__Task instructions__
In the records below, find the line containing "point: shoreline |". Output it and every line after it to the end, unchanged, with no pictures.

__Dataset rows__
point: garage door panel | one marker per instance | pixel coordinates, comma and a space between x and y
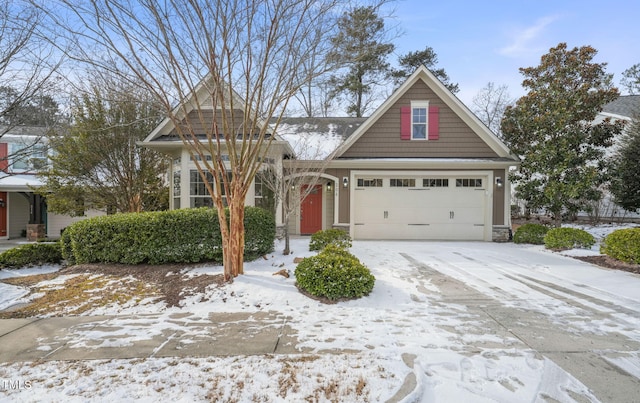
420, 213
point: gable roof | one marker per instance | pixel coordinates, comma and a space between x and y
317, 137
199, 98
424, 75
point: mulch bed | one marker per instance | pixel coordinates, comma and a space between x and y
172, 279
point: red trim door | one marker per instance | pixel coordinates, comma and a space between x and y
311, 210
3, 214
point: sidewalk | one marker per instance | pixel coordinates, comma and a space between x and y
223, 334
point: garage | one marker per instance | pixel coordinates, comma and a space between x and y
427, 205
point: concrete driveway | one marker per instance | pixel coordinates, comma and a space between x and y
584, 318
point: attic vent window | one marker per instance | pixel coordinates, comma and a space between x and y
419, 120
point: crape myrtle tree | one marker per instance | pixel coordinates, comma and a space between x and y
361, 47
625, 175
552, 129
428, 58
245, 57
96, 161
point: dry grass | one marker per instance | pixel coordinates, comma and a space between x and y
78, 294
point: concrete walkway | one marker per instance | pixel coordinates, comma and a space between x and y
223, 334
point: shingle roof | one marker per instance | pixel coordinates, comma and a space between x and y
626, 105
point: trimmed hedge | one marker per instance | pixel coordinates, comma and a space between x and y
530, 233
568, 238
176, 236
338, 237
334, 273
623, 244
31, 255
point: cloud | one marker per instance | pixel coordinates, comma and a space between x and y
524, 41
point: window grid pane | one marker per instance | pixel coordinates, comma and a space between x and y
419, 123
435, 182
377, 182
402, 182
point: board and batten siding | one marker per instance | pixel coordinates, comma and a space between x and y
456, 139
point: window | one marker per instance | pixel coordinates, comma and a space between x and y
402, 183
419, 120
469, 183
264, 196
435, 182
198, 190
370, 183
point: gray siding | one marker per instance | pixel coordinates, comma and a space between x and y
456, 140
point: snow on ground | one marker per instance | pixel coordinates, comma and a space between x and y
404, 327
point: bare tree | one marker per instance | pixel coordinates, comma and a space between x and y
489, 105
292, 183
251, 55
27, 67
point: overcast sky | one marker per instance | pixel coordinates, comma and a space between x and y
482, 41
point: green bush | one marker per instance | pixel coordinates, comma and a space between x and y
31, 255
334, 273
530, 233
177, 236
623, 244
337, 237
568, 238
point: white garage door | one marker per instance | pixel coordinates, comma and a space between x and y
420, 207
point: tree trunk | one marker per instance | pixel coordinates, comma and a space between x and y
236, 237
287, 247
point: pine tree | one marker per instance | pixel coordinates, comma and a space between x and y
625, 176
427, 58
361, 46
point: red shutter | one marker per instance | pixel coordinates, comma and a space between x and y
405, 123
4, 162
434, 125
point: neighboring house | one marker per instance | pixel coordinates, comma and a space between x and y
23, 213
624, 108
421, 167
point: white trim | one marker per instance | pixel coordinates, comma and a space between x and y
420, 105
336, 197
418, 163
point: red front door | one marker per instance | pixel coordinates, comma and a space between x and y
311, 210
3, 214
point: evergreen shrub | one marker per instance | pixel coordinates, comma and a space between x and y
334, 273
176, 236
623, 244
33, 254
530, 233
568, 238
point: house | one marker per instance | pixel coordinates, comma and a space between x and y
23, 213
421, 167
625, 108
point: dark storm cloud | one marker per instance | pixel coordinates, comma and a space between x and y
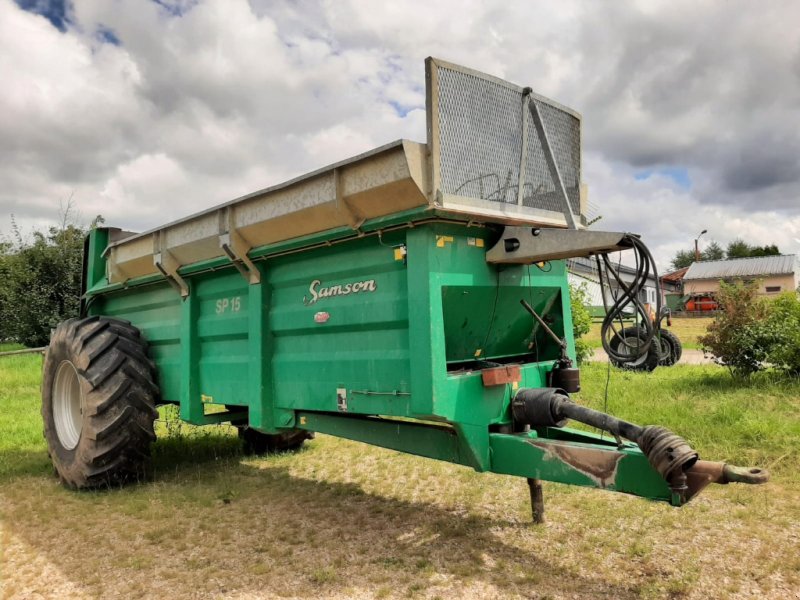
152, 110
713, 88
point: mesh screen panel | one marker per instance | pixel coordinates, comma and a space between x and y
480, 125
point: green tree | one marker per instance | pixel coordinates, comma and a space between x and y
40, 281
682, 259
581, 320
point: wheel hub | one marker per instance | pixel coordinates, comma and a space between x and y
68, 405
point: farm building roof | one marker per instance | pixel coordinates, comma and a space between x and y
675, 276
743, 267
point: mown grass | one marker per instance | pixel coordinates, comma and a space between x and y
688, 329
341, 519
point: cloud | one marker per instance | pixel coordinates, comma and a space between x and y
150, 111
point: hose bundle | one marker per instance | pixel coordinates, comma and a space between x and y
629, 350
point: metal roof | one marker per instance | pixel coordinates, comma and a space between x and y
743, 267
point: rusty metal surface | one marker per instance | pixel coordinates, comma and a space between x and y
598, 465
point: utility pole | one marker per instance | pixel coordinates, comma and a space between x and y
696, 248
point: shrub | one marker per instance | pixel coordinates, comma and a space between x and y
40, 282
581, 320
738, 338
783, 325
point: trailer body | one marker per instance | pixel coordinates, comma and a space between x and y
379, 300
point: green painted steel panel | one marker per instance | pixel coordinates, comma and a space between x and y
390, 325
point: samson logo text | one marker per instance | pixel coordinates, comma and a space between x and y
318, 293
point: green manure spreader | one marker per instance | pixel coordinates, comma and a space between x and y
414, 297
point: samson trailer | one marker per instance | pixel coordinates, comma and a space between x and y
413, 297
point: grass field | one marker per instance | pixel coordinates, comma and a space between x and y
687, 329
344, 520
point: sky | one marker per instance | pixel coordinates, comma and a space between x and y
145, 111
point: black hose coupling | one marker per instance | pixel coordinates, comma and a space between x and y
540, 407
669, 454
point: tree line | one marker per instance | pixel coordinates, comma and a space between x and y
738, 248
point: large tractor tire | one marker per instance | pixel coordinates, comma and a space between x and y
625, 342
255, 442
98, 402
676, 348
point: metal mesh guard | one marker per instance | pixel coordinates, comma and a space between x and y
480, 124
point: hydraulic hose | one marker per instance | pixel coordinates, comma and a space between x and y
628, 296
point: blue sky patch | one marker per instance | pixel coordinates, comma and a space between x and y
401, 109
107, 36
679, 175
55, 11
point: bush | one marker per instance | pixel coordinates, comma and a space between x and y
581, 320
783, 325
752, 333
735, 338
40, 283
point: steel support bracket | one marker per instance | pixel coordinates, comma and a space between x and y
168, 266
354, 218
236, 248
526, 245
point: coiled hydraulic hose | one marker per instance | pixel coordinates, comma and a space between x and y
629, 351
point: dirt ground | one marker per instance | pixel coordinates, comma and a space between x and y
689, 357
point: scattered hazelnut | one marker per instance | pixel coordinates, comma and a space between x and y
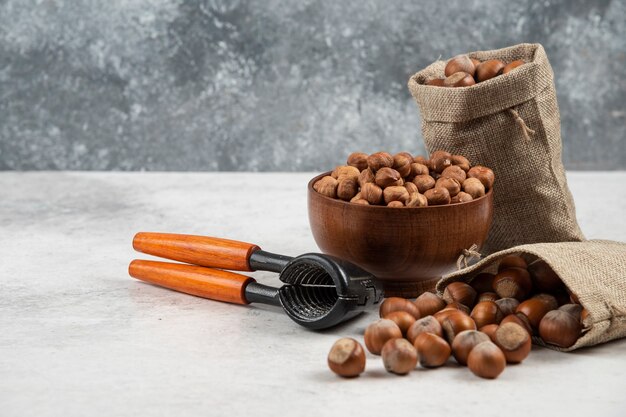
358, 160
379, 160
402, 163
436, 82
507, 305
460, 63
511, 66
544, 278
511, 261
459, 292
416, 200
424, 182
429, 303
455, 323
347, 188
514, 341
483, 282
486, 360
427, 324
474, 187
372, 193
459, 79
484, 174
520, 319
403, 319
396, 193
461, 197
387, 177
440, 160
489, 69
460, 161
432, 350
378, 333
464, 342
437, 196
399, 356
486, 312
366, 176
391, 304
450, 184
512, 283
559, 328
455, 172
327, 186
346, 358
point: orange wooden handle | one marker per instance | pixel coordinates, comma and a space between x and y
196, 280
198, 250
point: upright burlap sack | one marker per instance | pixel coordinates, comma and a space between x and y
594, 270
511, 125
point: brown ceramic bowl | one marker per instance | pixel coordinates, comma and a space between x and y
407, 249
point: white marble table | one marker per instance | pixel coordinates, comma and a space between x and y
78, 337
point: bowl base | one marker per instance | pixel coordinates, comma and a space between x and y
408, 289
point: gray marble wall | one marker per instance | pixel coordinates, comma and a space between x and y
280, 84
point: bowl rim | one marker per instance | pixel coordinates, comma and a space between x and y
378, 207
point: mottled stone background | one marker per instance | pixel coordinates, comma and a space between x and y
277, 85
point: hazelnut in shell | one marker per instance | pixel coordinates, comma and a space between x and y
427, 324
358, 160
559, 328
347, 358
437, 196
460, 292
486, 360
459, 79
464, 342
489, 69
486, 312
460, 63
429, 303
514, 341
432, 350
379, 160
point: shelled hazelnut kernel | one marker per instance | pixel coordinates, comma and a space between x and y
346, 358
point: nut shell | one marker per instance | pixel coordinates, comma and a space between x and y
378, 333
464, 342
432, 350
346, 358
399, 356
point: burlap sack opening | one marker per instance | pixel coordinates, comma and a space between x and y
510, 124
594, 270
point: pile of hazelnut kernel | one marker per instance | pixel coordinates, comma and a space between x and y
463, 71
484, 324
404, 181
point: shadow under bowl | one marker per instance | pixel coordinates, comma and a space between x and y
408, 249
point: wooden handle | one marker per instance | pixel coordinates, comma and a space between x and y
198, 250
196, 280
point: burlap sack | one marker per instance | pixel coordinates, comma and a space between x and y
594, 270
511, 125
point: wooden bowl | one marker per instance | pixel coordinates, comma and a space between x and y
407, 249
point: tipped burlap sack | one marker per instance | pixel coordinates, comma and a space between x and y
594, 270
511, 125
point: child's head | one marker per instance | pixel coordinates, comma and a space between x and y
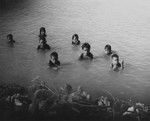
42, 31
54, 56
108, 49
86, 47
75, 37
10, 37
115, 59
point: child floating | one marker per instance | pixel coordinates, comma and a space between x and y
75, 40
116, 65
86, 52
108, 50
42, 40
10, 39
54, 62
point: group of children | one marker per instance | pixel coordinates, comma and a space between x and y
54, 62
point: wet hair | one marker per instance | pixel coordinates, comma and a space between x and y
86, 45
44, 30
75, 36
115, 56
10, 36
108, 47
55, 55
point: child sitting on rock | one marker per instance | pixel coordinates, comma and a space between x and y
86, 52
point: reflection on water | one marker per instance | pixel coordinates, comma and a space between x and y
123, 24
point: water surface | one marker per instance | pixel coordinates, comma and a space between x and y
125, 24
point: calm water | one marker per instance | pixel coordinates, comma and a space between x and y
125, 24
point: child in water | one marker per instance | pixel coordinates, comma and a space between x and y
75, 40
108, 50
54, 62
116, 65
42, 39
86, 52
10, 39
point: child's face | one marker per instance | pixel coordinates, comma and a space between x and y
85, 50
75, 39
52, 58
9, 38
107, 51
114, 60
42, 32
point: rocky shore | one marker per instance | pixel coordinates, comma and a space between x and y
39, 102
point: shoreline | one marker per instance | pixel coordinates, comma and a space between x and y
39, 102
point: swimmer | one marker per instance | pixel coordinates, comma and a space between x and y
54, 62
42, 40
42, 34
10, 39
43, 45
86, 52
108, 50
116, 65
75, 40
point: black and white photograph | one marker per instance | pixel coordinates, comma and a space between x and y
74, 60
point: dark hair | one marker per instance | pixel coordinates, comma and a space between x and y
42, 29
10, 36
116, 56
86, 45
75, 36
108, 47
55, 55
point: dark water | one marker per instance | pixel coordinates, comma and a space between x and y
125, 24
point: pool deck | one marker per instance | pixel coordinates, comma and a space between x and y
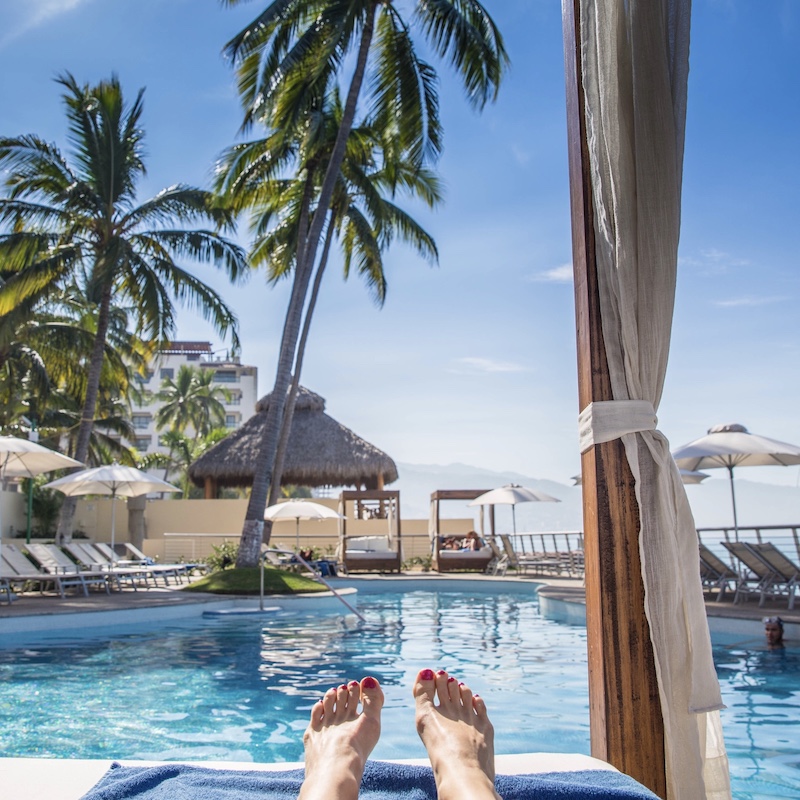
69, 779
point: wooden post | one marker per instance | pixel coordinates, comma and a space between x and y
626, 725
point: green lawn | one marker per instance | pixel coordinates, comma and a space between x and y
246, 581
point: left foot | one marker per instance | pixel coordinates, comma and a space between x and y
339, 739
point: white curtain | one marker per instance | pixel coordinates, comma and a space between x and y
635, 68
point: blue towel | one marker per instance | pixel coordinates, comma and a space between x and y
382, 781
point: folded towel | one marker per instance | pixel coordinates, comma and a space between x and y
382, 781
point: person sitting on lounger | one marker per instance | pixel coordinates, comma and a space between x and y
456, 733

__Result__
point: shoreline | one marker per instance | pixel coordinates, comma and a space between x and y
39, 102
point: swimmer | one marker per instance | pixel coordinates, comma and a space between x and y
54, 62
42, 40
42, 34
10, 39
43, 45
86, 52
108, 50
116, 65
75, 40
point: black and white photograph | one marker per instance | pixel coordinates, comma and a space between x and y
74, 60
point: dark hair | one marker per instance | pixel coordinates, comma and a space between x and y
42, 29
10, 36
116, 56
86, 45
75, 36
108, 47
55, 55
point: dark water | one marker per instance | pixel coordinates, comma and a space between x and y
125, 24
point: pool deck | one marker per instance | pixel coordinates, comma and a space between x and y
69, 779
point: wooden post | one marker per instance | pixel coordinates, comma and a space between x and y
626, 725
point: green lawn | one marker per instance | pixel coordinates, comma and a space between x and y
246, 581
point: left foot | one marker per instance | pixel coordinates, comma and a space between x and y
339, 739
point: white curtain | one marker per instance | pixel coordinates, comma and a space between x and y
635, 68
point: blue towel | one marker per instance | pixel coordinates, comma and a space between x and y
382, 781
point: folded towel | one marker per instance | pixel coordinates, comma and a space between x and y
382, 781
point: person sitting on lounger | one marker per instance | pixel coordinates, comma and a space between x and y
456, 733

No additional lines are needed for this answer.